[Pointing dataset excerpts]
::::::::

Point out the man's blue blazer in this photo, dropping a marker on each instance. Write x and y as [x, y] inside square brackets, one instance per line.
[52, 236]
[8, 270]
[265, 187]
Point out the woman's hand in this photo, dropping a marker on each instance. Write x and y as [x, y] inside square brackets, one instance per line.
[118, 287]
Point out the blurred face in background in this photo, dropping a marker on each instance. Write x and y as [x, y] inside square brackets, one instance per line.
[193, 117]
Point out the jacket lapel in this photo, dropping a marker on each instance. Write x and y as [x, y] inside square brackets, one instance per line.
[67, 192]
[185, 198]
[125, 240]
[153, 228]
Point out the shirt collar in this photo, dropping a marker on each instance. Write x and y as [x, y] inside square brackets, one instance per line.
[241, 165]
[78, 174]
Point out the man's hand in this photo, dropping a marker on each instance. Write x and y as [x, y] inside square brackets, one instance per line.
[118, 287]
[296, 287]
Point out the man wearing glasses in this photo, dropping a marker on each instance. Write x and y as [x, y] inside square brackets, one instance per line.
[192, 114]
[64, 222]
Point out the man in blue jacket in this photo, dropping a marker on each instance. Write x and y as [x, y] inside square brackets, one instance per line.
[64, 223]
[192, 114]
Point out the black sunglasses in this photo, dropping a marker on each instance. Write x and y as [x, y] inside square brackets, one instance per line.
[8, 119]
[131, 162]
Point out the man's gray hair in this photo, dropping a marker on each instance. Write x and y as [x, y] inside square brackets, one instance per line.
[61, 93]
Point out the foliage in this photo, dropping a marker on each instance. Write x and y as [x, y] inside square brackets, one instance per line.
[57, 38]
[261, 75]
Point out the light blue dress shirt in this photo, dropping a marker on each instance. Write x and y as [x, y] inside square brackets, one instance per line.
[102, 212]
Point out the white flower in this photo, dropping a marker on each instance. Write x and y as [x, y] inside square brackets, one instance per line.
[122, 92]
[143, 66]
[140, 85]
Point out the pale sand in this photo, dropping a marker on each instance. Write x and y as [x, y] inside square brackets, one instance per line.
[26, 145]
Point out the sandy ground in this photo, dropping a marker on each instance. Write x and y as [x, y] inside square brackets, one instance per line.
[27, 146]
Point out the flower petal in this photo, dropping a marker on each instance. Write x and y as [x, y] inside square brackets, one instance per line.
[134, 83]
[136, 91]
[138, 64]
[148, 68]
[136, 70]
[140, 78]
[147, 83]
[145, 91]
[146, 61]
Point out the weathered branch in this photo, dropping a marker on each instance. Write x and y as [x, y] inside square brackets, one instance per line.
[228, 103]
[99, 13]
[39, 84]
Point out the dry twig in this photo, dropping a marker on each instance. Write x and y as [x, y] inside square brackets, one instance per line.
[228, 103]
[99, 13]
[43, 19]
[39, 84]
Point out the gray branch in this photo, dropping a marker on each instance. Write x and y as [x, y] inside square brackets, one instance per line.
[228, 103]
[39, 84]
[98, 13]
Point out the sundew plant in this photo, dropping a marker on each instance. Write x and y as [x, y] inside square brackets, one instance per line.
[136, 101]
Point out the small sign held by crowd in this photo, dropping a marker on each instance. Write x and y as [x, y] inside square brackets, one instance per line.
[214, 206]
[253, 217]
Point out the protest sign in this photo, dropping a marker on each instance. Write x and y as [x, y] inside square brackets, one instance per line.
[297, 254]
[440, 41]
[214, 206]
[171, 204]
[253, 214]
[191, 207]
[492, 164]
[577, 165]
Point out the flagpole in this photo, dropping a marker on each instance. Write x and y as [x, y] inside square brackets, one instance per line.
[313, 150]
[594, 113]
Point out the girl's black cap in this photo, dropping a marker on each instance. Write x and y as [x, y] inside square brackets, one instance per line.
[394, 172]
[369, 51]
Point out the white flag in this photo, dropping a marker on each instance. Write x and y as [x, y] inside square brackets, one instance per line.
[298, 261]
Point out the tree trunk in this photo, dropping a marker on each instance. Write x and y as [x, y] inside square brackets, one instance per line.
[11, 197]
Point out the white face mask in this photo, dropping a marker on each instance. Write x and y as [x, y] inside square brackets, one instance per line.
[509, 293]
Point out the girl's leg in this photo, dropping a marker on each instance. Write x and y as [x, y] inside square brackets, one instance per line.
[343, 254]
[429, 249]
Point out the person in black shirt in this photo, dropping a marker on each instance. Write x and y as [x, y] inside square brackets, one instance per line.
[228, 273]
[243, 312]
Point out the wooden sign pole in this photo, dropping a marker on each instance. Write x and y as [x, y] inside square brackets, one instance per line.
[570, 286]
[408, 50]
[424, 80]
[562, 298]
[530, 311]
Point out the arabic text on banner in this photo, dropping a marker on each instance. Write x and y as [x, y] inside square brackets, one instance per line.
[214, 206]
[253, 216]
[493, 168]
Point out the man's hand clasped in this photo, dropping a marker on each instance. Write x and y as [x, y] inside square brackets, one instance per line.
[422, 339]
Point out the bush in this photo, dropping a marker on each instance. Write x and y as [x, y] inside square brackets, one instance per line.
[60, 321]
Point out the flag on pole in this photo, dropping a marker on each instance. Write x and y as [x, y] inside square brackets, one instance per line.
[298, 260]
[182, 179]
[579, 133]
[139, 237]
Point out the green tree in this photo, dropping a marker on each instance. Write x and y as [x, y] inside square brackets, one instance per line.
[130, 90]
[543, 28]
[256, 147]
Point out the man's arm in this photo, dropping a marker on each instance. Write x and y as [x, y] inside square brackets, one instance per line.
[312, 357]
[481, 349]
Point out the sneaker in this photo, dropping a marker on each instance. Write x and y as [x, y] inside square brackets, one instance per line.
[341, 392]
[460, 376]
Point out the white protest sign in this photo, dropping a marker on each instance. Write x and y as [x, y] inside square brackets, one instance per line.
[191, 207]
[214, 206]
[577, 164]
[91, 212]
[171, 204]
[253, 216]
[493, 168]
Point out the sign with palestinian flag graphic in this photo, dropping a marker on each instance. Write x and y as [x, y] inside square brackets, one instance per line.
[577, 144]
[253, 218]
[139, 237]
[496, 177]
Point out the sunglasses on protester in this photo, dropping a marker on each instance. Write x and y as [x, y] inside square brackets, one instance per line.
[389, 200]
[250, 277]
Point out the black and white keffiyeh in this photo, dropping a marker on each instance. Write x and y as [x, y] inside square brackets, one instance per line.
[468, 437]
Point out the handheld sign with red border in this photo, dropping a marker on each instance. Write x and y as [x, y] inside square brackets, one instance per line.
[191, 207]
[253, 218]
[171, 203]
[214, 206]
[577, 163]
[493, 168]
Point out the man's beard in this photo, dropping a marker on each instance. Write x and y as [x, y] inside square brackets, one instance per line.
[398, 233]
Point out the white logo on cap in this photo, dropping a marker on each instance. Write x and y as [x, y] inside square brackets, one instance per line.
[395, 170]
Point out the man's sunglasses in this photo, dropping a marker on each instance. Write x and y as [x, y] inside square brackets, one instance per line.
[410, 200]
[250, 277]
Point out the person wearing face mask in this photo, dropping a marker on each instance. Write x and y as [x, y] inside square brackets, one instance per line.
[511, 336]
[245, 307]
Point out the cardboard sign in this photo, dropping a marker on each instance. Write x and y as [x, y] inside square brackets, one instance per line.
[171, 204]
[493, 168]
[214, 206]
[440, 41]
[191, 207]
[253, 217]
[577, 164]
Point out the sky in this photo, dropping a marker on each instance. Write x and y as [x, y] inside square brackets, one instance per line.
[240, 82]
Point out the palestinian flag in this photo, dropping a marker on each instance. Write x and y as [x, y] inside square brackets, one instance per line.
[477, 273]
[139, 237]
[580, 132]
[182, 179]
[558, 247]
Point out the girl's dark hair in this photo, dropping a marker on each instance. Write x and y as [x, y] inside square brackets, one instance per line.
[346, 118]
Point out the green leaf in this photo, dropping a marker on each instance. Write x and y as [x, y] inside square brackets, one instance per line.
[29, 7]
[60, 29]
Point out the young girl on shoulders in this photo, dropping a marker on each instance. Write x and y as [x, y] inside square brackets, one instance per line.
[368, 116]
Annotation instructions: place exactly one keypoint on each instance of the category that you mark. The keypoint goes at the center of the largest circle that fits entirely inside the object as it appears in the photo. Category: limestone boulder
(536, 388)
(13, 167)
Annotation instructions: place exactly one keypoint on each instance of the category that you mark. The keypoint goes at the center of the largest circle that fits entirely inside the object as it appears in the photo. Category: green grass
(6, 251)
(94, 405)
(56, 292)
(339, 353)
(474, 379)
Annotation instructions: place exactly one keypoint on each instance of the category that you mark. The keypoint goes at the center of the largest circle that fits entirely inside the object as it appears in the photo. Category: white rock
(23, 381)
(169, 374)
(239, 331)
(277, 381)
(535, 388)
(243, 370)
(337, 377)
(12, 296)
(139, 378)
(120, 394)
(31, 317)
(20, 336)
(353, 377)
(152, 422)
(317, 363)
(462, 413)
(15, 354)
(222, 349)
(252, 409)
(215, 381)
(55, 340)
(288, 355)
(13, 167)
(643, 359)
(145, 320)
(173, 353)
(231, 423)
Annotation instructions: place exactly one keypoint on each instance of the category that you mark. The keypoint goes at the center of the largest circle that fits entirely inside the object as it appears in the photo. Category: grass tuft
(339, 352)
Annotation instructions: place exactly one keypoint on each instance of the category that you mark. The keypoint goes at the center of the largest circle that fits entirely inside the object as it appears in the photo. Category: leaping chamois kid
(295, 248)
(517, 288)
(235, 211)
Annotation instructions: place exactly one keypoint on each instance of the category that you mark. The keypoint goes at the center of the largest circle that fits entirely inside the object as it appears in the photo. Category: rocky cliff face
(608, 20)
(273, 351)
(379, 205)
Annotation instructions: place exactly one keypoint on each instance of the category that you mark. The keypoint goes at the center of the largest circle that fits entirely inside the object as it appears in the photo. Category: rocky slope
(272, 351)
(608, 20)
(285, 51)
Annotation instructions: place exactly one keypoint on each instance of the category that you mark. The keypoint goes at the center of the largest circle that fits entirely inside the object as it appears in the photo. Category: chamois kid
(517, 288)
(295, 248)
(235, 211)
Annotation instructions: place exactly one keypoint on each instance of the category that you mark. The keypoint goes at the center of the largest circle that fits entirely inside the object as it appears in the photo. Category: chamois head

::::::::

Stated problem =>
Starting at the line that contains "rocky cliff face", print every line through the end of the listing, word for word. Leave out all the rest.

Result below =>
Annotation instructions: place exactly one keypoint on each instance of the category that you mark. The keypoint goes at the center of the largest circle that fits entirely inside the object as it appears in the photo. Category: rocky cliff face
(608, 20)
(273, 351)
(379, 205)
Annotation instructions: place exactly one keypoint on each instance of the category that you mark. The keypoint goes at the center of the largest circle that fits entirely inside the object as it appears in the photo. Category: rocky slope
(272, 351)
(608, 20)
(285, 51)
Annotation instructions: place exactly one keypoint on each instance of the category that you mark. The keypoint goes at the center of the largest circle that fits entirely inside the object as it appears in the photo. Category: chamois kid
(517, 288)
(295, 248)
(235, 211)
Annotation instructions: place exactly one keypoint on each instance of the category that you mark. The keypoint goes at the center of the largest circle that fits entirely inside the object as it appears in the photo. Category: chamois head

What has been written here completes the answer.